*課題の内容*
巴術士のデモについてのインタビューを、最後の質問のあとから書き足してください。

*元の文章*
インタビュー

「FFXIV: 新生エオルゼア」吉田直樹氏発売記念インタビュー(前編)

巴術士、学者、召喚士を吉田氏がデモプレイ! 「日本の方は、たぶん初めて使うタイプのクラス」

巴術士、学者、召喚士を吉田氏がデモプレイ! 「日本の方は、たぶん初めて使うタイプのクラス」

巴術士

――今回は巴術系3職のデモが見られるというので楽しみにしてきました。

吉田氏: まず巴術士です。ロールはDPSですが、自身の攻撃力はそんなに高くないです。なぜならペットと対をなして1人前という考え方なので。カーバンクルは、キャスターとタンクの2タイプがあって切り替えて使う形になります。

――キャスターとタンクの2種類のみですか?

吉田氏: そうです。カーバンクルは2種類です。カーバンクル・エメラルドと、カーバンクル・トパーズです。

――「FFXI」のカーバンクルは召喚獣としてかなりシンプルな存在でしたから、タイプを切り替えて遊べるとなると、今後さらにバリエーションが増えるのかは気になるところですよね?

吉田氏: やっぱりコンテンツによって使い分けさせたいんです。例えばパーティー構成だったり、ちょっとメレーDPS、つまり近接で殴る力がこのパーティーは足りないかなと思えばタンク型のペットを使いたいと思うし、メレーよりも魔法の方がDPSが高いと思えばそっちに切り替えてもいいですよね。

――物理アタッカータイプはいないのですか?

*行一覧*
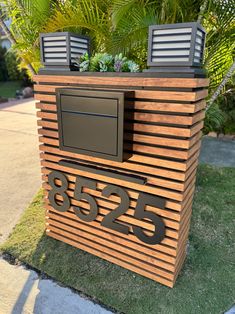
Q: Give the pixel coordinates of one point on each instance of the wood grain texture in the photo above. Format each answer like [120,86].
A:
[162,136]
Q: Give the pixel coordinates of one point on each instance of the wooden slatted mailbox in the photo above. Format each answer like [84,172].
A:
[119,151]
[130,202]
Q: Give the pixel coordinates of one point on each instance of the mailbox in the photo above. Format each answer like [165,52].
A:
[91,122]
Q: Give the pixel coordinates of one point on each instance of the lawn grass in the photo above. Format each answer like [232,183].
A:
[206,284]
[8,89]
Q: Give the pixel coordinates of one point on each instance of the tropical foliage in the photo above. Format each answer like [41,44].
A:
[121,26]
[104,62]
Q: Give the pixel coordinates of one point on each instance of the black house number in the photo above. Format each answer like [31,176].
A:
[110,220]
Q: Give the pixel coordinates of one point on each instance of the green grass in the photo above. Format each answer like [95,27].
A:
[206,284]
[8,89]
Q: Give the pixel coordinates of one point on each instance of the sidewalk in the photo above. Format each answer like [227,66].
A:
[26,293]
[19,161]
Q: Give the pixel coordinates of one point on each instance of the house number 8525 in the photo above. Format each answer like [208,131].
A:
[109,221]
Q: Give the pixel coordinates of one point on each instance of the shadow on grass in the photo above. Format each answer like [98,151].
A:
[205,285]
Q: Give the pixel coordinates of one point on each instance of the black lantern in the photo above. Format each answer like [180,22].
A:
[59,51]
[176,48]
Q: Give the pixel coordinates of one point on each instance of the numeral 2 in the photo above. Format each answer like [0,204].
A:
[109,221]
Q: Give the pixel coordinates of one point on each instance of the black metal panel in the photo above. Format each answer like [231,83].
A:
[104,172]
[91,133]
[91,122]
[61,48]
[175,45]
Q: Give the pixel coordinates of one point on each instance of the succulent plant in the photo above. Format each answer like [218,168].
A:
[104,62]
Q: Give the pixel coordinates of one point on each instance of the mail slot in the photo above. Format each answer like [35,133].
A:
[91,122]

*課題の答え*
吉田氏: 巴術士に関してはあえて入れていません。

――巴術士本体は攻撃力は高くないということですが、カーバンクルの召喚能力以外にはどのような能力がありますか?

吉田氏: 巴術士はずっと僕が「デバッファー(弱体役)が足りない」といってたとおりのクラスになっているんです。ですから、DoT(damage over time、スリップダメージ系の魔法)をかなりの数持ってます。タイプの違うDoTを複数持っていて、基本はペットにまずモンスターをアタックさせて、ペットが敵視を稼いでくれるのを待つ。

――獣使いみたいな感じですね。

吉田氏: (デモをしながら) 今、インスタントキャストのバイオを入れてるんですけど、ミアズマ、バイオラをかけて、さらにDoTを積んでいます。だから他の攻撃魔法をキャストしてないのに、モンスターのHPがガンガン減ってますね。

――オートアタック以上のスピードでぐんぐん減ってますが、スリップでこんなに削れるんですか?

吉田氏: はい、DoTが3つ被っているので。で、なおかつこの「ベイン」っていうアビリティがあって、これが効果的です。例えば、僕がモルボルにDoTを3つ入れたとします。そのモルボルに対してベインを掛けると、その毒が周囲に飛び散るんですよ。1人に毒を入れた後、ベインでばらまくと辺り一面毒だらけになって周りの敵のHPがガンガン減る。さらに、それをバーストさせていくのが召喚士です。シャドウフレアでダメージを上げたりもできます。

――DoTに関しては新魔法、新アビリティだらけですね。

吉田氏: そうですね。他クラストはかなり違う感じになっています。DoTまみれにして、さらにそのDoTを周囲に巻いて、ばらまいたDoTはさらにProc(攻撃時に発動する特殊な追加効果)が発動すると効果時間がリフレッシュされたりします。自分が蒔いたDoTが切れないようにばらまき続けることで多くの敵に対してDPSを稼げます。ただし、「ベイン」はエーテルフローというモードに入らないと使えません。

――エーテルフローはどのような効果ですか?

吉田氏: エーテルフローは発動時にMPを回復すると共に、エーテルフローというバフをスタックします。このバフを消費することで先ほどお話しした「ベイン」などを発動できます。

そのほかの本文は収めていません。